> [Excerpt to read]
■ ■ ■ ■ ■
HAGERSTOWN — The owners of the new team in Hagerstown aren’t baseball people. But they are Hagerstown people, and history has shown local ownership can lead to sustained success for a minor league ballclub.
Howard “Blackie” Bowen, James “Jim” Holzapfel and Don Bowman — the three primary investors in the team — didn’t jump at the idea of owning a baseball team. They did, however, adore the idea of improving Hagerstown and revitalizing the downtown area through a ballpark.
The group’s long history in Hagerstown, substantial wealth and political connections propelled them to bring baseball back to Hagerstown.
The owners scaled one mountain in securing a stadium and a team in Hagerstown, but another challenge awaits: keeping the minor league team in a small city that breathes baseball.
“The Bowen family, the Holzapfel family, the Bowman family are sort of deeply rooted here. And I think, because of that, our families are committed to making sure baseball does not leave Hagerstown,” Holzapfel said.
The average life expectancy of a team in the Atlantic League — the league the Hagerstown team is joining — since its inception in 1998 is less than 10 years. Just four of the 10 teams currently in the league have been active for more than a decade. The longest-tenured teams have one thing in common: local owners who care about the community.
The York Revolution, founded in 2007, are one of the teams still thriving thanks to a committed local ownership group. In the spring of 2022, the ownership group expanded, adding 12 new investors who have connections to the York community.
“A business like the Revolution depends on its connection to the community,” majority owner Bill Shipley told the York Dispatch at the time.
Bowen has pledged to take a similar approach. He has formed a team of longtime residents, but he says he, along with the other owners, have agreed to part with some of the ownership in the future.
“We plan to sell some of our shares to locals,” Bowen said. “We want this to always be here in Hagerstown.”
■ ■ ■ ■ ■
> [Available data]
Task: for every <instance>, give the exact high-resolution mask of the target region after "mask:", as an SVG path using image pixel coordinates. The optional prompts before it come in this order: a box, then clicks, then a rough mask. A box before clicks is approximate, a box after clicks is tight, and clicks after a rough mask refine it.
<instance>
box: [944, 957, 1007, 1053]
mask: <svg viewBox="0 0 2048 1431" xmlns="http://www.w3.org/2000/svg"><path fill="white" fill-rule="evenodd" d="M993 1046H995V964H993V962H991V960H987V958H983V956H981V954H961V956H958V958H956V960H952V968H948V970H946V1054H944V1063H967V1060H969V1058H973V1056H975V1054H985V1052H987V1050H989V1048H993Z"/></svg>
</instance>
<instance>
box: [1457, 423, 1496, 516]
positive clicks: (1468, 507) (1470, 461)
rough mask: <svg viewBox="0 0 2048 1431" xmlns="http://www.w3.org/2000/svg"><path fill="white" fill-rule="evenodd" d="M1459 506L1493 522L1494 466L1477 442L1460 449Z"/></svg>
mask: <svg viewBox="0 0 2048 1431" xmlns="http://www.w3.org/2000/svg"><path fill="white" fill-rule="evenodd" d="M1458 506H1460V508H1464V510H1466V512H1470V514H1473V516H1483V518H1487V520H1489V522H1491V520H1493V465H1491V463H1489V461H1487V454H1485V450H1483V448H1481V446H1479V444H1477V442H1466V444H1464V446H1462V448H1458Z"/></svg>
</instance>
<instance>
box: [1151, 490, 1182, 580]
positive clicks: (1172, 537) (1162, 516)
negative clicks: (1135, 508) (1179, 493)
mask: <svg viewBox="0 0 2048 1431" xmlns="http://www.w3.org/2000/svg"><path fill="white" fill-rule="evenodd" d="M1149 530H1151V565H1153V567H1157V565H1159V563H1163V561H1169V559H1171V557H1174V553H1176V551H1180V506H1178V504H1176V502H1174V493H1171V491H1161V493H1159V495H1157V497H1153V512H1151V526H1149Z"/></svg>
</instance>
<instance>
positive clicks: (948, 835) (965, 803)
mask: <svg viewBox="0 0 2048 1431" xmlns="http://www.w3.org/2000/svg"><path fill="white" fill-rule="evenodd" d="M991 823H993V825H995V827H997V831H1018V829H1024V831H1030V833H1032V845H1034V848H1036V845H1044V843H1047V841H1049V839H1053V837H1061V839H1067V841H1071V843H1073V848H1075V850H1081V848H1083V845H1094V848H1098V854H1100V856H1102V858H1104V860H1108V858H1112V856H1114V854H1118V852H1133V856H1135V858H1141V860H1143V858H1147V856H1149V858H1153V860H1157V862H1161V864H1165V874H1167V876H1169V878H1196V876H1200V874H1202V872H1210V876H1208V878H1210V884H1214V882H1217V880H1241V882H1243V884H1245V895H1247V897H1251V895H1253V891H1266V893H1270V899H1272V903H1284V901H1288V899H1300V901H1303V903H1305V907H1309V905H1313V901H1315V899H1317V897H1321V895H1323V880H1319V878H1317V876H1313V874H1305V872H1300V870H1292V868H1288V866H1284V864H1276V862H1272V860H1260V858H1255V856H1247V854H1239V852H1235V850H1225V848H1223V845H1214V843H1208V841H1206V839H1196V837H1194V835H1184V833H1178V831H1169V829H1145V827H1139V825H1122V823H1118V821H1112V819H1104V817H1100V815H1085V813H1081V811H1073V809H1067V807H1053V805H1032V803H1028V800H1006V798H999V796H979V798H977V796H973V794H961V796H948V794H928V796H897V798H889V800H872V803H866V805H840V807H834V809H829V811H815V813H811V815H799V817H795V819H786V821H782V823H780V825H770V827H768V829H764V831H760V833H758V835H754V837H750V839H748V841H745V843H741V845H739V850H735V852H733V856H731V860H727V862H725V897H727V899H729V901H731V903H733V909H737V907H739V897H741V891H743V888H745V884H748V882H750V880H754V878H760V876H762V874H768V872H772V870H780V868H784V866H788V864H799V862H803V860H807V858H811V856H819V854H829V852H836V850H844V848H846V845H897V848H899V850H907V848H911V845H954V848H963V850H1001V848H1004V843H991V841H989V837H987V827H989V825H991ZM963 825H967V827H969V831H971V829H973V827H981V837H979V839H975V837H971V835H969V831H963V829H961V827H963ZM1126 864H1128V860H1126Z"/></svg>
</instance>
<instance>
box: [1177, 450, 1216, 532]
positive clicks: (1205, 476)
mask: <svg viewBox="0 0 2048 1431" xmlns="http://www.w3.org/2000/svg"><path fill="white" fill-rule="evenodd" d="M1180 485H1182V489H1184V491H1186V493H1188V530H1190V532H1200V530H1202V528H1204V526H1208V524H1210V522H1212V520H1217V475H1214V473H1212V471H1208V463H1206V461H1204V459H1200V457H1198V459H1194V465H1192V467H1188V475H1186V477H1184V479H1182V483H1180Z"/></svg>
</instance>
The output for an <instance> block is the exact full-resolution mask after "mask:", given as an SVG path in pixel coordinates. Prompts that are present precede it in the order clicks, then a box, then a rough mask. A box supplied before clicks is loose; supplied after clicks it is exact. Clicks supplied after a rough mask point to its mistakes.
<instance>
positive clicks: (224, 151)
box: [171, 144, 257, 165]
■ ■ ■ ■ ■
> [Apply what you read]
1. Write out the passage of the article on Hagerstown's new baseball owners that opens with the words containing "The average life" and closes with "at the time.".
2. Answer these questions using the article on Hagerstown's new baseball owners.
(a) In what year was the Atlantic League founded?
(b) How many new investors did the York Revolution's ownership group add in the spring of 2022?
(c) Who are the three primary investors in the Hagerstown team?
3. Proceed with the article on Hagerstown's new baseball owners from the point where it stops.

> [Answers to the problems]
1.
The average life expectancy of a team in the Atlantic League — the league the Hagerstown team is joining — since its inception in 1998 is less than 10 years. Just four of the 10 teams currently in the league have been active for more than a decade. The longest-tenured teams have one thing in common: local owners who care about the community.
The York Revolution, founded in 2007, are one of the teams still thriving thanks to a committed local ownership group. In the spring of 2022, the ownership group expanded, adding 12 new investors who have connections to the York community.
“A business like the Revolution depends on its connection to the community,” majority owner Bill Shipley told the York Dispatch at the time.

2.
(a) 1998
(b) 12
(c) Howard "Blackie" Bowen, James "Jim" Holzapfel and Don Bowman

3.
But local ownership isn’t always enough. The investment of the ownership group, quality of the ballpark, fan support and safety of the community all play roles in determining success. Camden, New Jersey, was a city that failed to generate enough support for the Camden Riversharks and shut their doors in 2015 after 14 years. Initially, over 4,000 fans filled the stands every home game at Campbell’s Field in Camden. But that number dwindled as the years went on in large part due to safety concerns in the surrounding area.
Chuck Domino, the president of Domino Management and Consulting LLC, a minor league consulting firm that has assisted with Atlantic League teams, said Camden had a beautiful facility but that wasn’t enough.
“People just were afraid to go there,” Domino said. “It was such a dangerous neighborhood that the stadium couldn’t overcome the neighborhood they were in.”
Although there are concerns about homelessness and crime in downtown Hagerstown, it is not comparable to the substantial crime rate in Camden, which led to a decline in attendance.
In 2015, the year the Riversharks shut down, Camden County reported 1,520 violent crimes. In 2015, Hagerstown reported 240 violent crimes. The median household income for Camden in 2021 was $30,247. It was $42,965 in Hagerstown.
“There are two things at the top of the list as to why teams are successful,” Domino said. “One is the facility; two is the management of the team. You can overcome a bad facility or a mediocre facility with great management, but a mediocre facility cannot overcome bad management.”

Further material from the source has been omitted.